▶ TASK BRIEF: Write the data out again in full, with no departure from the original.

▶ DATA FOR THIS EXERCISE:
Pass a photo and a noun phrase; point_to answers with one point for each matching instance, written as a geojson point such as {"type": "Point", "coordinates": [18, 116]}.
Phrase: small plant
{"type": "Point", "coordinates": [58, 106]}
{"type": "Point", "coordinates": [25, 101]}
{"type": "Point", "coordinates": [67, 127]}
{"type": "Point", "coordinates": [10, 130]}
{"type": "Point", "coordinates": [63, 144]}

▶ RESULT:
Pass a photo and a noun phrase; point_to answers with one point for each matching instance, written as a geojson point such as {"type": "Point", "coordinates": [18, 116]}.
Phrase: small plant
{"type": "Point", "coordinates": [58, 106]}
{"type": "Point", "coordinates": [25, 101]}
{"type": "Point", "coordinates": [67, 127]}
{"type": "Point", "coordinates": [10, 130]}
{"type": "Point", "coordinates": [63, 144]}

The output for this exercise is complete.